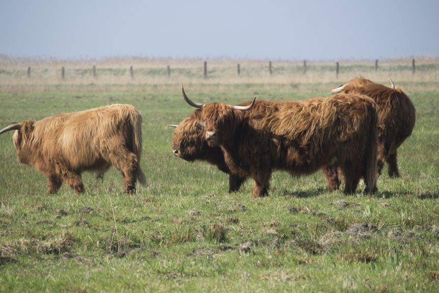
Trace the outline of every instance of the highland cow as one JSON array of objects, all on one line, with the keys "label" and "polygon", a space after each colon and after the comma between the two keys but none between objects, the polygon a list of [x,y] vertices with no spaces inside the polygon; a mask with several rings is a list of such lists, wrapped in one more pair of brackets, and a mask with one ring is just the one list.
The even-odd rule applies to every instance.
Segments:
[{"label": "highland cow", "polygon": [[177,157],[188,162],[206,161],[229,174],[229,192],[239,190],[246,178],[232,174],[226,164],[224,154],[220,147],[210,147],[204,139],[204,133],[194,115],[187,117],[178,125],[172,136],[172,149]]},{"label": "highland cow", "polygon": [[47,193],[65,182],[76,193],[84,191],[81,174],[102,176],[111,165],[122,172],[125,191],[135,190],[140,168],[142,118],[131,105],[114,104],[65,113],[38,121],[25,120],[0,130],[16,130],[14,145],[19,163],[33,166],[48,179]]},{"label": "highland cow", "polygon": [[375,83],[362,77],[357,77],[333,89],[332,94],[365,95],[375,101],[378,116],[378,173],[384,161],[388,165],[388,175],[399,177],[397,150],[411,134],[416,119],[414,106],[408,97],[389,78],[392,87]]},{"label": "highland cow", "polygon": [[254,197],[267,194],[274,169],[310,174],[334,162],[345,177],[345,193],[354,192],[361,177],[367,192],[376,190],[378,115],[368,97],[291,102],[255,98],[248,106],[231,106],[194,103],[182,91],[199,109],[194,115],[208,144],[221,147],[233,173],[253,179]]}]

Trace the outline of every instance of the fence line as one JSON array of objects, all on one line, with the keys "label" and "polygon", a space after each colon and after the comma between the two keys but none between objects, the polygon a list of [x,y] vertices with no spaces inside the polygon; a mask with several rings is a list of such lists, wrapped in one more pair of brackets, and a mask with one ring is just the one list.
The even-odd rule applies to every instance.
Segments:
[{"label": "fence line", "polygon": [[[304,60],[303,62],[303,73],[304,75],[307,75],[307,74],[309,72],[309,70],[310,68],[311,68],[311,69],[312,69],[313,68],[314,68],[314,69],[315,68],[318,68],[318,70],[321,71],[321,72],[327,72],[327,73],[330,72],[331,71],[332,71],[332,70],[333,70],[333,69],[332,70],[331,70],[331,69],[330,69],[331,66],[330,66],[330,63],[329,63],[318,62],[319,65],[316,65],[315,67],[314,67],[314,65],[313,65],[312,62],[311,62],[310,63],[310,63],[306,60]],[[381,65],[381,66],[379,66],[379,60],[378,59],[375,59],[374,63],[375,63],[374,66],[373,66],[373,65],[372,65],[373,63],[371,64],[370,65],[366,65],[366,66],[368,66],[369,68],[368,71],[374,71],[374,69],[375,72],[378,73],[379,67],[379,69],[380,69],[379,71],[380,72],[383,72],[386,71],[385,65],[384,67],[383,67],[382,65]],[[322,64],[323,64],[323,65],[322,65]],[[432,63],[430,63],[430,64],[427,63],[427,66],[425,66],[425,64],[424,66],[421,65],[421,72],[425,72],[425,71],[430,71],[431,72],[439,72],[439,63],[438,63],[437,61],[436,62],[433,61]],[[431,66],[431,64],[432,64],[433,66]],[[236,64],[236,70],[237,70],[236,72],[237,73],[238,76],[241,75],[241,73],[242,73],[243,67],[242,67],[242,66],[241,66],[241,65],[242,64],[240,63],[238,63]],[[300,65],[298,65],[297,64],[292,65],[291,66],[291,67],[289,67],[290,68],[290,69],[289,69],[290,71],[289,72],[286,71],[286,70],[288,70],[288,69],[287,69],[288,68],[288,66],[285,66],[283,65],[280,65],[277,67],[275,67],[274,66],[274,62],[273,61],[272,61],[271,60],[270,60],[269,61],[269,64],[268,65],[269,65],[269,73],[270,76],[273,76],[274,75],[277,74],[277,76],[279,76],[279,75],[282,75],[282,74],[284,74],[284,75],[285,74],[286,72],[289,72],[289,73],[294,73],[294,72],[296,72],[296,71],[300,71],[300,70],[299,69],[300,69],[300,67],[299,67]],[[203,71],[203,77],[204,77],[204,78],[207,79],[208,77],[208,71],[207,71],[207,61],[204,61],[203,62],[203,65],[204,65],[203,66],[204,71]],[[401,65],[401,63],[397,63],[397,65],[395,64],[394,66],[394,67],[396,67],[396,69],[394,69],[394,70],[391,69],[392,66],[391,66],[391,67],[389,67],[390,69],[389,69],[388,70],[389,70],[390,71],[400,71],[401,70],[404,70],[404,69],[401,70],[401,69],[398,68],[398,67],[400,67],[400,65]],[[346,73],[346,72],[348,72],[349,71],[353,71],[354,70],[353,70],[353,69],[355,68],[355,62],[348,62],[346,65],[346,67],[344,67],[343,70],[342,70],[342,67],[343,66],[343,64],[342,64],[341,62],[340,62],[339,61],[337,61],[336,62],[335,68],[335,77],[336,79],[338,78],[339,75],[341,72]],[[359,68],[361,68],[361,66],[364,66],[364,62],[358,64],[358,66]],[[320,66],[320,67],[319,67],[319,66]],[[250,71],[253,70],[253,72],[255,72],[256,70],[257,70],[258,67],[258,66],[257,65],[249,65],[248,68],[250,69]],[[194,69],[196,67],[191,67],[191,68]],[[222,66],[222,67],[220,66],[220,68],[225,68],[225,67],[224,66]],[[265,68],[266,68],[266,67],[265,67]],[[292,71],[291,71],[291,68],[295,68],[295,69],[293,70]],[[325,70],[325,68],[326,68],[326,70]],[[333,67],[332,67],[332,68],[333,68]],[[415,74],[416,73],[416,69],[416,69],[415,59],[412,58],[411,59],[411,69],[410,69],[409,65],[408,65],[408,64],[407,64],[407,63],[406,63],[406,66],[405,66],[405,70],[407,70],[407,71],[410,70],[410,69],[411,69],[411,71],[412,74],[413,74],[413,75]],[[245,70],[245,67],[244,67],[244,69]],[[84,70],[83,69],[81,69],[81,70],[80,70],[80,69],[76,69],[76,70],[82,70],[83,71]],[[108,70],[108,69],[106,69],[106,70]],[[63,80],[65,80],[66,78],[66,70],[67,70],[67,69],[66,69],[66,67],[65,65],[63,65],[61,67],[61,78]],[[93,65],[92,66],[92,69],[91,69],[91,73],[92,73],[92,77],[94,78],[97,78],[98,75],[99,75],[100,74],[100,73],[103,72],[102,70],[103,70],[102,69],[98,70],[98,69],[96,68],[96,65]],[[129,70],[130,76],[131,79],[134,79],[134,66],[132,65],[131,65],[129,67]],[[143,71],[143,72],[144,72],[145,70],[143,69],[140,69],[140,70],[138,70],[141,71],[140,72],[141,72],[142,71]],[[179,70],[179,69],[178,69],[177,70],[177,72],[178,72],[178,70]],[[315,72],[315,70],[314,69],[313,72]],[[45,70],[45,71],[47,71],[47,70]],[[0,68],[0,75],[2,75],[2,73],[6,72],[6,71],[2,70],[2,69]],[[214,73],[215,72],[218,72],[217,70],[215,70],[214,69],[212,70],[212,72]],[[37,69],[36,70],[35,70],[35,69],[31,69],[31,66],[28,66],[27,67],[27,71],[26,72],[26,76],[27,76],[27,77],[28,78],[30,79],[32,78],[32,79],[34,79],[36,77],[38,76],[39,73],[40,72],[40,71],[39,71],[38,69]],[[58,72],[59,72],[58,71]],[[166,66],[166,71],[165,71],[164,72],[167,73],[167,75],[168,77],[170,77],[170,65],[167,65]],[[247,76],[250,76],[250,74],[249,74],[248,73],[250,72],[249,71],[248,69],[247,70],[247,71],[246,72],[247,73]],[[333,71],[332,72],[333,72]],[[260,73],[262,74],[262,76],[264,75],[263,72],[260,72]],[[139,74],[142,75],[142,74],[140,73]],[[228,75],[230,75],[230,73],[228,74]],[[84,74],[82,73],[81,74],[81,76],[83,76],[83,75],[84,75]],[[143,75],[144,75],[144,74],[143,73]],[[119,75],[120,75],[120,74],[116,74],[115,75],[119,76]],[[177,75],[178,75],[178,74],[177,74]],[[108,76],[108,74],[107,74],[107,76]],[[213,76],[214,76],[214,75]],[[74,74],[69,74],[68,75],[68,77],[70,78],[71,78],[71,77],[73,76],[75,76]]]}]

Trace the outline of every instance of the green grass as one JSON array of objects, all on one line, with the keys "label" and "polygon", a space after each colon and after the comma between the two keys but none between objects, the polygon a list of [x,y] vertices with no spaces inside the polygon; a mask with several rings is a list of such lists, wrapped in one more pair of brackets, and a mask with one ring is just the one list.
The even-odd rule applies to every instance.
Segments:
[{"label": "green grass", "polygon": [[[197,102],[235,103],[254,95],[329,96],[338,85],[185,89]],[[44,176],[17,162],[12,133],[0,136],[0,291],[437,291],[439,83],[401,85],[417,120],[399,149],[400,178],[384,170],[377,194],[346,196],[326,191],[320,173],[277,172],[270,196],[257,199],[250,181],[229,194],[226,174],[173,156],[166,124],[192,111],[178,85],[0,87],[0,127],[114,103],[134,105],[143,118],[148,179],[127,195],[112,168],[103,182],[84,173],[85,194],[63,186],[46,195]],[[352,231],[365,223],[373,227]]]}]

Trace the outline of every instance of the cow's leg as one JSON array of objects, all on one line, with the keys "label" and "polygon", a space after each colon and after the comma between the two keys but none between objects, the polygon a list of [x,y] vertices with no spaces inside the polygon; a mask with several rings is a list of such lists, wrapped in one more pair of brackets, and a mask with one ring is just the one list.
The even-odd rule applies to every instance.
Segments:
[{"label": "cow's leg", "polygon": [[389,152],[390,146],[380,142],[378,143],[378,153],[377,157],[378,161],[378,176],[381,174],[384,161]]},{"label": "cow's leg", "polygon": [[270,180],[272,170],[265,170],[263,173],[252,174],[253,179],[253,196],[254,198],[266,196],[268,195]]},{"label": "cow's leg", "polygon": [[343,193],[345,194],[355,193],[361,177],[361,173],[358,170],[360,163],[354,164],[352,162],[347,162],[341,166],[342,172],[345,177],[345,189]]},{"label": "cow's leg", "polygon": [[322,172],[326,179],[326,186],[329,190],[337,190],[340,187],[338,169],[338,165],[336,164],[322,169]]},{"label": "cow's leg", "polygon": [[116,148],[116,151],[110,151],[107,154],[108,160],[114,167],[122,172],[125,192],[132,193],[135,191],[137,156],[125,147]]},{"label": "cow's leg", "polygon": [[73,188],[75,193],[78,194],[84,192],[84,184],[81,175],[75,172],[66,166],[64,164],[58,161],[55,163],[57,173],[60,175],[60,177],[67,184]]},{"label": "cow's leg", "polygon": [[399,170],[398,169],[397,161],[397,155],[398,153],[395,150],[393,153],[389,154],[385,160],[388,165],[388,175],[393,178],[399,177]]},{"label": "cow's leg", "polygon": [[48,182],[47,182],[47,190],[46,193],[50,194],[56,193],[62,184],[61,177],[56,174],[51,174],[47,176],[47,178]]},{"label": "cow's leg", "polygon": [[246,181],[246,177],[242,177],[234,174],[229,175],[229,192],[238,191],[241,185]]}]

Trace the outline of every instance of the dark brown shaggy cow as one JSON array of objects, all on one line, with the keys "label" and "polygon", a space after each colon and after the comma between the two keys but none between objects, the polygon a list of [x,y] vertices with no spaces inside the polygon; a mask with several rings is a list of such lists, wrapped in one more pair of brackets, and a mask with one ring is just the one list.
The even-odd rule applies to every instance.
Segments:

- Aim of the exercise -
Can you copy out, word for word, everything from the line containing "Trace the outline of every instance of the dark" down to the last line of the entries, with both of those lines included?

- Problem solution -
Trace the outline of every instance of the dark brown shaggy cow as one JSON array of objects, all on one line, with the keys "label" and "polygon", a space after each colon and after the comma between the two keys but none between objects, the polygon a list of [x,y] vertices with no spaces inside the polygon; a mask with several rings is a list of such lists, wrapped in one more pair of brackets, and a mask with one ring is just the one list.
The even-odd rule applies to every instance.
Segments:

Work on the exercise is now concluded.